### Study text
Restructuring makes sense," Hanes argues.

   For other farmers, restructuring is no longer an option, according to Buhler 
at Kansas Ag Mediation Services. He is increasingly seeing farmers who have 
restructured carryover debt or delinquent debt against assets, such as farmland.

   "Now, this year they are delinquent again and they don't have any equity 
left to restructure against and an inability to make payments on their debt," 
Buhler said.

   Once debt begins to exceed the value of assets, the decision is usually 
swift. "That makes it almost impossible sometimes to go to a lender and find a 
way to restructure if you have a negative net worth like that," Buhler said. 

   Such scenarios point out to Buhler that more farmers are facing greater 
financial jeopardy, and that carries over into more farm families dealing with 
stress. "Farmers just don't know what to do and they are trying to determine 
priorities and which bills to pay, and how do they keep lights on and food on 
the table, even," he said. 


   When lenders say no, farmers often call Farm Aid offices for legal services, 
financial counseling or emotional support. Usually, those three issues are 
heavily intertwined. "Typically if a farmer is calling related to an emotional 
crisis, it's related to financial or legal concerns," Fahy said. "What we've 
seen in the doubling of calls is also an increase in the severity of calls that 
are coming in such that we are seeing calls from farmers who are in dire 
straits -- some of them considering suicide." 

   Farm Aid staff have taken more training on how to spot the signs of people 
at risk of harming themselves and how to approach them. "So, from our 
standpoint, we are at a crisis and we don't have the resources to properly 
address it."

   For farmers facing no available cash, Farm Aid has some emergency grants to 
needs such as buying food, paying for emergency medical expenses, or keeping 
the power on. Most of the calls come from established farms, but they involve 
all kinds of commodities -- crops, vegetables and livestock. "It's really hard, 
and the calls are coming from farmers of all kinds," Fahy said.

   Buhler said he has been doing this work for 30 years, but said it is tough 
to insulate himself when a farmer is crying on the other end of the line, "or a 
farm family is worried about feeding their kids. It is that type of thing where 
the stress is real and people are affected, and that's what sometimes is 
glossed over by the big picture people are trying to take of this thing," he 
said. "It may be a cycle, but nonetheless, people are trying to make a living 
out here."

### Exercises to complete
1/ Rewrite the paragraph of the farm debt article that begins "When lenders say no" more briefly, keeping its main facts.
2/ Copy the farm debt article word for word between "For other farmers, restructuring" and "such as farmland.", inclusive.

### Information shown
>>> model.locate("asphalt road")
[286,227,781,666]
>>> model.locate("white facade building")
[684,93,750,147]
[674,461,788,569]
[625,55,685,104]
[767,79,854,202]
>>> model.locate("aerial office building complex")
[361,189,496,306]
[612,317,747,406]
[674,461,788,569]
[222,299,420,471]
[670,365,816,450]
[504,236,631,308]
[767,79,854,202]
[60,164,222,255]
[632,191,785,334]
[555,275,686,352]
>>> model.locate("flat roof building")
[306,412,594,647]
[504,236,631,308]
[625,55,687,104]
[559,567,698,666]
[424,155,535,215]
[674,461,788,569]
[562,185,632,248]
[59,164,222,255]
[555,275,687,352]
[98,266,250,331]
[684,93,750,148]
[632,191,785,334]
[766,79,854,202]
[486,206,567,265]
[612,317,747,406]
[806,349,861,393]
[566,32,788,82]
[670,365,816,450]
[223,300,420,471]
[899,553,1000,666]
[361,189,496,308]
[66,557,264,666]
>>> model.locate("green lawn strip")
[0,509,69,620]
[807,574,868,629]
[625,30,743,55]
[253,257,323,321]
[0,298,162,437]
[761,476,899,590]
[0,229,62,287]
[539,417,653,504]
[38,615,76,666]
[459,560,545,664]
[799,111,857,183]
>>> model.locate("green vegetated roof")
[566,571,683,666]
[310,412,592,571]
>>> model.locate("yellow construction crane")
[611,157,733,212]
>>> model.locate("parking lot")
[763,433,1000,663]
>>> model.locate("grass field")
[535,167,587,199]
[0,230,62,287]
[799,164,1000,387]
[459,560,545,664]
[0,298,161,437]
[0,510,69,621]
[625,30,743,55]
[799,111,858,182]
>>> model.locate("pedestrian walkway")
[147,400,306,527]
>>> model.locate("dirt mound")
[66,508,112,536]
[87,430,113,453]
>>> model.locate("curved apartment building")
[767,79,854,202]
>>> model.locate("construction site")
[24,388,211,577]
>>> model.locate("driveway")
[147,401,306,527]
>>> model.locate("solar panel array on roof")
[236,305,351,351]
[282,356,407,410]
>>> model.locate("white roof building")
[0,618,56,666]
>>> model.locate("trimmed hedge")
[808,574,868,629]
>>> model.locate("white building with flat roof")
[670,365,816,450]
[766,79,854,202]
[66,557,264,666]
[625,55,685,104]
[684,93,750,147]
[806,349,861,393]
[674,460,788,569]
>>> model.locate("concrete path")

### Completed exercise
1/ When lenders refuse them, farmers often call Farm Aid for legal services, financial counseling or emotional support, and these needs are usually closely linked. Fahy said emotional-crisis calls typically stem from financial or legal concerns. As calls have doubled, they have also grown more severe, and some come from farmers in dire straits who are considering suicide.

2/
For other farmers, restructuring is no longer an option, according to Buhler 
at Kansas Ag Mediation Services. He is increasingly seeing farmers who have 
restructured carryover debt or delinquent debt against assets, such as farmland.